Step Three: Set time thresholds. Based on state requirements, establish strict timelines for when the property becomes "unclaimed." Apply these consistently across all departments to avoid discrepancies. Dormancy periods vary by state and property type but are usually between one and five years.
Step Four: Standardize reporting formats. Use a uniform format for collecting and reporting unclaimed property. Consistent reporting prevents confusion and makes auditing smoother.
Insider tip: We recommend creating an internal audit checklist specifically for new employees. This ensures consistency from day one and provides a fresh perspective on potential gaps in your process. Make this part of your onboarding to tighten compliance at the department level right away.
Step Five: Update policies regularly. Review your policies annually to reflect changes in state regulations or internal procedures. Keeping policies current minimizes compliance risks and ensures your process stays accurate.
“All 50 states and the District of Columbia have unclaimed property programs that actively and continuously work to find the owners of these lost and forgotten assets.” — National Association of Unclaimed Property Administrators
3) Leverage Technology to Automate Compliance Processes and Reduce Errors
Automating compliance processes gives you a significant advantage in managing unclaimed property. It reduces manual errors, speeds up workflows, and allows your team to focus on higher-value tasks.
With today’s technology, failing to automate puts your organization at risk of inefficiency – and 65% of risk and compliance professionals agree.
To use automation effectively, choose technology that tracks every action and change made within the system. This feature is essential for keeping records accurate and defending your practices during external audits.
Some tools, like Sovos, allow you to calculate the aging of unclaimed property and flag items when they approach reporting deadlines. This makes tracking easier and reduces the risk of missing key dates.
It’s important to opt for a system that updates in real-time across departments. This keeps everyone aligned, reduces lag in data visibility, and allows for more accurate decision-making. Build in reminders for critical deadlines, audits, and changes in state regulations.

### Information provided
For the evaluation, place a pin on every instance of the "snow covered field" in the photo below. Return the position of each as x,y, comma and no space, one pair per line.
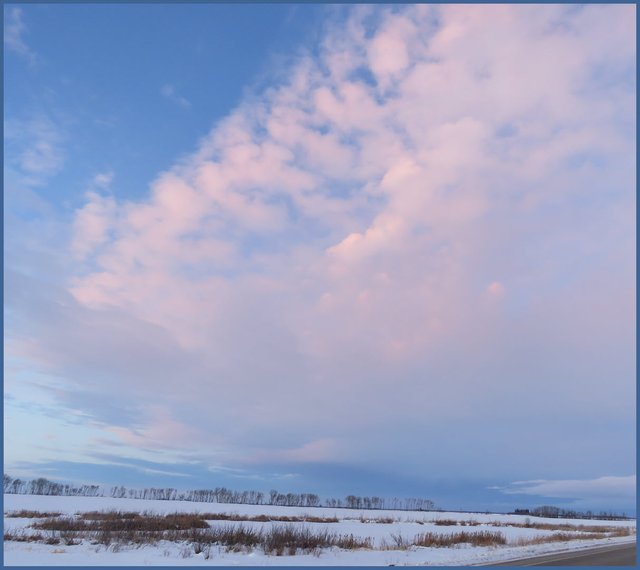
390,534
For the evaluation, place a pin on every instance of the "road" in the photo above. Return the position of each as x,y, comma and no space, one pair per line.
619,555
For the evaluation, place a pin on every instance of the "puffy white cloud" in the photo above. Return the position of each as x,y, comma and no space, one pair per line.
327,250
14,31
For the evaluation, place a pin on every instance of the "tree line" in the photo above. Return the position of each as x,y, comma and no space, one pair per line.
42,486
552,512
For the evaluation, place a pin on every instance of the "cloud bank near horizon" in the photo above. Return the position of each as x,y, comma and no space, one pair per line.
413,250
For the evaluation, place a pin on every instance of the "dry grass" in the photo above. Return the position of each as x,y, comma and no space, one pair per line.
581,535
114,521
482,538
265,518
445,522
561,527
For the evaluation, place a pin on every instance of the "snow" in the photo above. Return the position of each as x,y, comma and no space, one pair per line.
405,523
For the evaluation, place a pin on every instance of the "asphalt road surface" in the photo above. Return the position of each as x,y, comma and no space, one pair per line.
619,555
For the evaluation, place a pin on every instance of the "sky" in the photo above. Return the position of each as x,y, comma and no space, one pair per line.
347,249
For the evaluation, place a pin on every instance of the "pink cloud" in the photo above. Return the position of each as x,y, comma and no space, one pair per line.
340,237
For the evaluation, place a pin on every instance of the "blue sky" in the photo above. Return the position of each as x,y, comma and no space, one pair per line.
341,250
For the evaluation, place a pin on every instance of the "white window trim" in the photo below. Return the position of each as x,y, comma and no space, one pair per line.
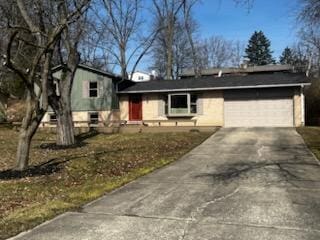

### Direction 1
In the text on unclaimed property compliance, how long are dormancy periods usually?
### Direction 2
Proceed with the text on unclaimed property compliance, picking up after its last sentence.
The rows have no connection to the text on unclaimed property.

### Written reply 1
Dormancy periods are usually between one and five years.

### Written reply 2
Lastly, ensure the software integrates seamlessly with your accounting and enterprise resource planning (ERP) systems. This centralizes data and ensures consistent, error-free reporting.
4) Conduct Regular Internal Audits to Ensure Compliance and Readiness for External Audits
Regular internal audits strengthen your unclaimed property compliance. They help you identify weak points before external auditors get involved, giving you time to fix issues.
An important thing to note is that 75% of organizations spend over 1000 hours per year on compliance, according to recent stats. It’s not about how much time you spend, though. It’s about how streamlined your process is.
You need a structured approach to make these audits effective and insightful.
To conduct audits systematically, set a fixed audit schedule. Depending on your property volume and reporting deadlines, decide on quarterly or bi-annual audits. Regularity ensures that no department falls behind or overlooks unclaimed property.
Include everything from the timeliness of reporting to whether the property was correctly identified. Focus on departments that handle a high volume of transactions or have historically struggled with compliance. This minimizes the risk of repeat issues and makes your audits more impactful.
A good way to ensure consistency is to compare current reports to past filings. Flag any discrepancies and investigate them immediately to prevent larger issues during external audits. Record your audit results in detail, including action plans for addressing gaps. This documentation helps you track progress and shows external auditors that you take compliance seriously.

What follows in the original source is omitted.